-- Task material start --

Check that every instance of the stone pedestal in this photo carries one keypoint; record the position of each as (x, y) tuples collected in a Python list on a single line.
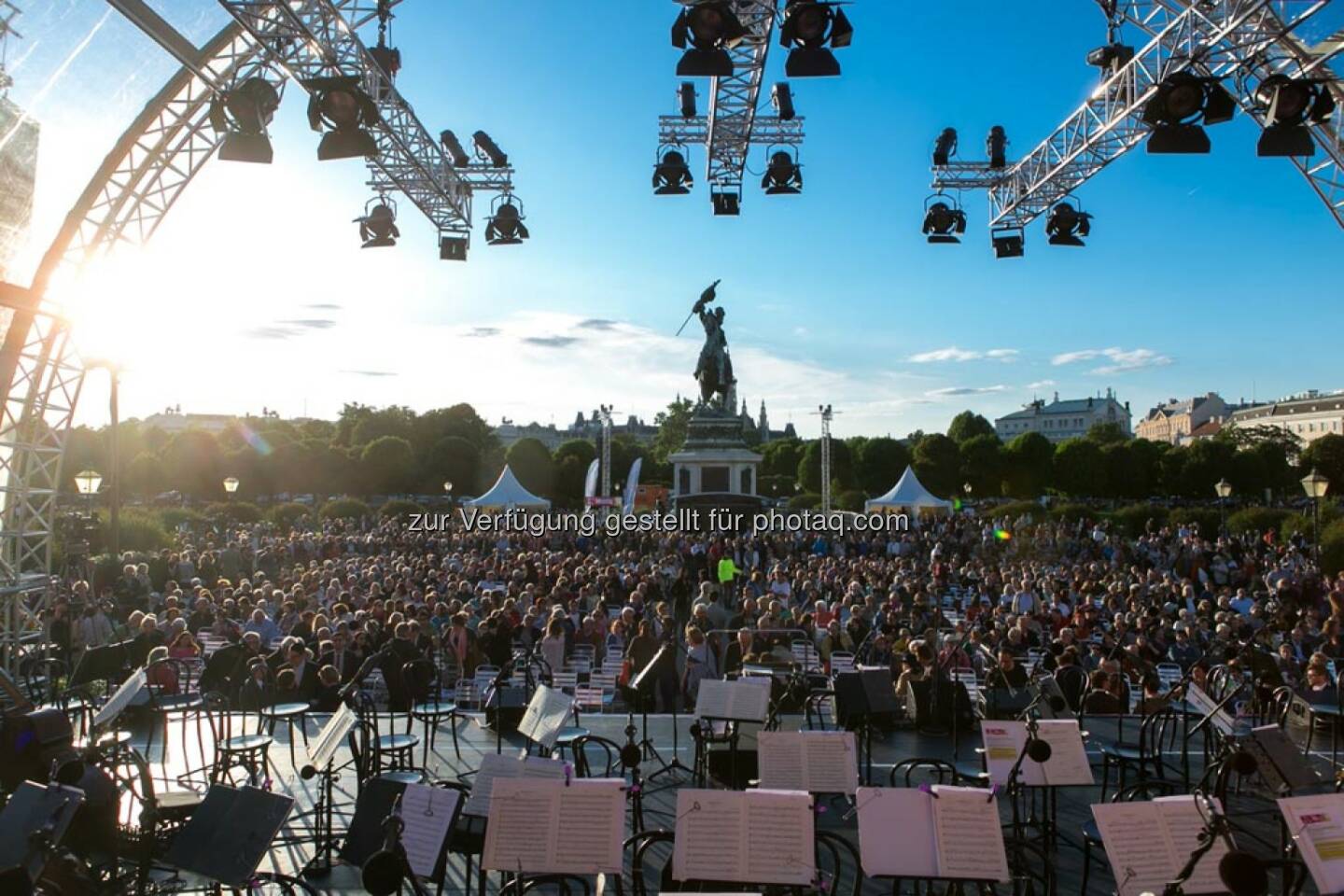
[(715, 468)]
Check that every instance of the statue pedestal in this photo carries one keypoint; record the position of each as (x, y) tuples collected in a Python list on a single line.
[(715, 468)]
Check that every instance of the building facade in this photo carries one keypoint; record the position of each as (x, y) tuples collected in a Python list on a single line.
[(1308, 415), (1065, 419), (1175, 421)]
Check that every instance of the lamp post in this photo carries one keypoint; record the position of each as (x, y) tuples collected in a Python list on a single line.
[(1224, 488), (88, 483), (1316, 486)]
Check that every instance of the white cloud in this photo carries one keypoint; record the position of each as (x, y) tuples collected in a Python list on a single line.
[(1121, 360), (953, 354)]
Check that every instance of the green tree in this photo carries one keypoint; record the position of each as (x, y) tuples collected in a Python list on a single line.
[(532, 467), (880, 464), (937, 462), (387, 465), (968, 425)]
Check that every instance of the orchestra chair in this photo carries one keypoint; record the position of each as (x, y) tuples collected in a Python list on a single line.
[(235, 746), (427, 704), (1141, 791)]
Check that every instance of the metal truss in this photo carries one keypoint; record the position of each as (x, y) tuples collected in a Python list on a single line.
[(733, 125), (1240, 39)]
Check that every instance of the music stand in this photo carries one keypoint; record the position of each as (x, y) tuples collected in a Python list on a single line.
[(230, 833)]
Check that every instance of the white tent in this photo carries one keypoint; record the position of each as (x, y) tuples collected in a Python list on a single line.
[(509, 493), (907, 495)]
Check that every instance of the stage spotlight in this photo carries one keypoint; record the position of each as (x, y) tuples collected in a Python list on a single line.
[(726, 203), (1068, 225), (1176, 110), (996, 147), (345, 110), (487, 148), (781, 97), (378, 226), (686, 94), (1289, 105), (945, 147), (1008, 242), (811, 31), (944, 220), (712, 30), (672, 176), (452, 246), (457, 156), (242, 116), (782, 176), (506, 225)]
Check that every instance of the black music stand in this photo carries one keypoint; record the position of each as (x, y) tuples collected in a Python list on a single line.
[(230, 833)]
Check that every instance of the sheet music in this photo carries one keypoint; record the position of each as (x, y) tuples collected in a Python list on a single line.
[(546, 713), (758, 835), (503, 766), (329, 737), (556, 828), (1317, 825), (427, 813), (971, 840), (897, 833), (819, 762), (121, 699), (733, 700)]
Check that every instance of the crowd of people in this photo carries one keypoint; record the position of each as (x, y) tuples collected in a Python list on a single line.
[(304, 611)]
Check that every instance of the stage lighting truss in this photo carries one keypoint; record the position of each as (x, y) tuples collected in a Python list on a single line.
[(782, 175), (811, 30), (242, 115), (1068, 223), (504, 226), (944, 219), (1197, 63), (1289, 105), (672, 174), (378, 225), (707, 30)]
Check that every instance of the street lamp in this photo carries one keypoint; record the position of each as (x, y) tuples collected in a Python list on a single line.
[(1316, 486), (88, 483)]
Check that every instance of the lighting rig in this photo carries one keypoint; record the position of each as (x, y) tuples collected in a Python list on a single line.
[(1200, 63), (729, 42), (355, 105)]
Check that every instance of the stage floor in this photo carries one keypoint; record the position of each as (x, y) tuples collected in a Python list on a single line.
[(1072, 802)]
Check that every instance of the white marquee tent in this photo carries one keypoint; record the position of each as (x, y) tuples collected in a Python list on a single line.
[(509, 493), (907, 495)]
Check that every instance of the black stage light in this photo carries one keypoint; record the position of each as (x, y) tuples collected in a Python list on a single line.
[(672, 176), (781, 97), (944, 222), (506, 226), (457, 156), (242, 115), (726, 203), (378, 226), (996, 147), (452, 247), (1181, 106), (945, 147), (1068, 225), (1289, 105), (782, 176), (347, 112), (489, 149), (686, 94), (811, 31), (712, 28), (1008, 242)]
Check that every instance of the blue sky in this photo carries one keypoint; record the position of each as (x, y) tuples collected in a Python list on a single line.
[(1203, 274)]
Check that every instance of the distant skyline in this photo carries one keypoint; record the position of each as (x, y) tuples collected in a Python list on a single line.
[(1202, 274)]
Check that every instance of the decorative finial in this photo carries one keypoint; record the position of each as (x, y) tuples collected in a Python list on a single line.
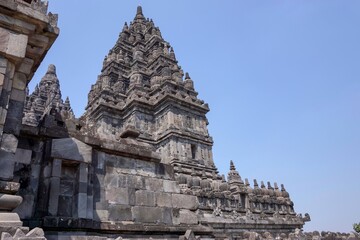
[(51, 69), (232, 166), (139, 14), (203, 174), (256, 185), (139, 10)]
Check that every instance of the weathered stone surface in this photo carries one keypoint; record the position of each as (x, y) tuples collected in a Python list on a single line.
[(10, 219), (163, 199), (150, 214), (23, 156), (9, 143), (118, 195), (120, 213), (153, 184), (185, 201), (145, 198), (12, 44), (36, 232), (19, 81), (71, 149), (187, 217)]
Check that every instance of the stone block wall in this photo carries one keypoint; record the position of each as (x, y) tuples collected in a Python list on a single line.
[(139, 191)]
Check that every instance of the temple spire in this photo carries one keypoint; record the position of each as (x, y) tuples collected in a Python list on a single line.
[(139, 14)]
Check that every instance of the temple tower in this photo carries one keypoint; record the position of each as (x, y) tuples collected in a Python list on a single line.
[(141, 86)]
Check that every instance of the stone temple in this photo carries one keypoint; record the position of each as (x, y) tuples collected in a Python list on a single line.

-- Task material end --

• **Exercise requirements**
Copy out the lines of the listing between the line holding "Check that every instance of the music" and the line holding "225), (707, 30)]", inclusive, reproducing each one without change.

• **Problem solution**
Check that every instance of the music stand in this photo carries one keypoint; record the position of each as (x, y) tuples collected in a Python list on a single line.
[(230, 833)]
Check that every instance of the white tent in this photo carries one keypoint; record the position of each as (x, y) tuples collected in a Python list on a single line.
[(509, 493), (907, 495)]
Check that every instance of the stage spotlight in this photo carries one keypoint; record the position of each as (x, y) tuples collected in a Python list on a single line.
[(726, 203), (1068, 225), (1176, 110), (996, 147), (345, 110), (487, 148), (781, 97), (378, 226), (686, 94), (1289, 105), (945, 147), (1008, 242), (811, 31), (944, 220), (712, 30), (672, 176), (452, 246), (457, 156), (242, 116), (782, 176), (506, 225)]
Check that every instance of the black music stand in this photo carries one keypoint; record the position of each as (x, y) tuples collected in a Python list on a single line.
[(230, 833)]
Check that every instance of the sheet music in this photo carries one keypoint; record the position of each as (x, y) tuples collected in a Python list on a single line.
[(546, 713), (758, 835), (503, 766), (329, 737), (556, 828), (1317, 825), (427, 813), (971, 840), (897, 833), (819, 762), (121, 699), (733, 700)]
Check that every instance of the crowd of people in this photo carries one keypoint; record the position of each as (x, y) tuples collected in a Python list on a single line.
[(304, 611)]
Check that every instance of the stage lighting truss in this photo carries one keypoint; record the position of each as (x, y) tuples collected in a Python list on a single line.
[(782, 175), (811, 30), (242, 115), (1068, 223), (504, 226), (944, 219), (1197, 63), (1289, 105), (672, 174), (378, 225), (707, 30)]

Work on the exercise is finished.